WHAT TO PRODUCE:
Transcribe only what runs from the line including "Study the picture above. For each instance of the dark" through the last line of the entries, exactly as it appears.

EXTRACTED RECORDS:

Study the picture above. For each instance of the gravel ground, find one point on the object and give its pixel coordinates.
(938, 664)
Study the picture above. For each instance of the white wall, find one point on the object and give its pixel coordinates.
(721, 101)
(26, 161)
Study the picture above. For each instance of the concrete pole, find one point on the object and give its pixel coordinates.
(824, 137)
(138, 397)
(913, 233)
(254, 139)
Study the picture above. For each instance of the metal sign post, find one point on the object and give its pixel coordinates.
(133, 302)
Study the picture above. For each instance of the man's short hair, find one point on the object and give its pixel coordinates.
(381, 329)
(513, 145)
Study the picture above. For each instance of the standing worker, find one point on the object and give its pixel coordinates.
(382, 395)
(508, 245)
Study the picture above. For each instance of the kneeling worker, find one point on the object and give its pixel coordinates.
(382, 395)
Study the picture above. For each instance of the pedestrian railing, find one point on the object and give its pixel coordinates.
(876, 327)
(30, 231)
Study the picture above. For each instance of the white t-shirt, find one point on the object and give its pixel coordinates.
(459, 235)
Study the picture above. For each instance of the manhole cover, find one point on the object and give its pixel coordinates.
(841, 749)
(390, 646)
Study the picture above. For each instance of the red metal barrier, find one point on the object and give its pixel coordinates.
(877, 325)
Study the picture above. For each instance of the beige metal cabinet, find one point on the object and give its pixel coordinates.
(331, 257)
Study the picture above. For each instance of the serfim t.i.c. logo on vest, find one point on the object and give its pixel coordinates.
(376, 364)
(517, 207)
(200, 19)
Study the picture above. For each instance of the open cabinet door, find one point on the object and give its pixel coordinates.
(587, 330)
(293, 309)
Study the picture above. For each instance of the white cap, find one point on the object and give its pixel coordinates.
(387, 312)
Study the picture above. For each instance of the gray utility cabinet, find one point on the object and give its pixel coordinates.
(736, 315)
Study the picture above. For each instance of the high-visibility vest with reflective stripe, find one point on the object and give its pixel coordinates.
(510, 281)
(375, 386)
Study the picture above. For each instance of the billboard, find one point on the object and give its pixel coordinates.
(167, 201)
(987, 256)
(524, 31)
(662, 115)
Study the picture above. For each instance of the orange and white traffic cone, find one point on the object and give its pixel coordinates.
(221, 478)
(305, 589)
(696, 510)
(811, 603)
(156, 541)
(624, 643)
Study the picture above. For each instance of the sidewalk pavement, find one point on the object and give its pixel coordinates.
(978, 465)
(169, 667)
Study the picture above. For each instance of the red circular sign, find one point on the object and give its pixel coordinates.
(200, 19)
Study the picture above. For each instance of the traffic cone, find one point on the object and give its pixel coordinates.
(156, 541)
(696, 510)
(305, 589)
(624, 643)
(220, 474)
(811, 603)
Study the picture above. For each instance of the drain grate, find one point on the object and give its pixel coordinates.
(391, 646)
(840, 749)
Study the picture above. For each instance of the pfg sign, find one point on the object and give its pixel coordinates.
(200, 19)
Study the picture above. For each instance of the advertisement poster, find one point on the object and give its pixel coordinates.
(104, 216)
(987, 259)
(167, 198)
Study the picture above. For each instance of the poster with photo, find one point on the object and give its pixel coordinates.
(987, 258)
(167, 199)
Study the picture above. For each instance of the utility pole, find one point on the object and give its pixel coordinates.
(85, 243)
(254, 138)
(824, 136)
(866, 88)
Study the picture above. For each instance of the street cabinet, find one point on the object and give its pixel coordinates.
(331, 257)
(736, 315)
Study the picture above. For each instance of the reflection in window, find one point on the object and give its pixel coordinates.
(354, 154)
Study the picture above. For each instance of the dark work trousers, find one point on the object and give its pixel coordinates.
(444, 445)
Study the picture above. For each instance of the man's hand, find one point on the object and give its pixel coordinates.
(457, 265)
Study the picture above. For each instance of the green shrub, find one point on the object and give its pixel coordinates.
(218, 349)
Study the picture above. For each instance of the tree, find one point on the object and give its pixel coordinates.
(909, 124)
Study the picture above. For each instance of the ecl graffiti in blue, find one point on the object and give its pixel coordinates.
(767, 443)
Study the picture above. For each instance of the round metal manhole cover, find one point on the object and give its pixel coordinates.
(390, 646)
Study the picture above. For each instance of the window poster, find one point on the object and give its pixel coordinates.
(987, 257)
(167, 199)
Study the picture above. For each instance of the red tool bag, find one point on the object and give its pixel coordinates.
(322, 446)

ANSWER AREA:
Study the picture above. For each instance of the dark work trousers, find one point on the object and give its pixel coordinates.
(444, 445)
Study the picture above. For each instance of the man's hand, find one point on the object and give its pixel coordinates.
(457, 265)
Study the picture above. For each instance of the green shrub, find one point on the object and give its pixel coordinates.
(218, 349)
Study the picture above. For each instance of the tree, find one point on the object and give its pixel coordinates.
(909, 124)
Study the picture above. For each instance of the ecl graffiti in blue, find one point on the object and give its pixel coordinates.
(767, 443)
Study the picture above. For each instance of the round metal manhole cover, find one point on the object and give its pixel coordinates.
(390, 646)
Study the picture above. For each instance of the window poster, find one point on the object and give its pixel coordinates.
(987, 257)
(167, 199)
Study the picture above. For each instance of the red tool bag, find one point on the object and give its pixel coordinates.
(322, 446)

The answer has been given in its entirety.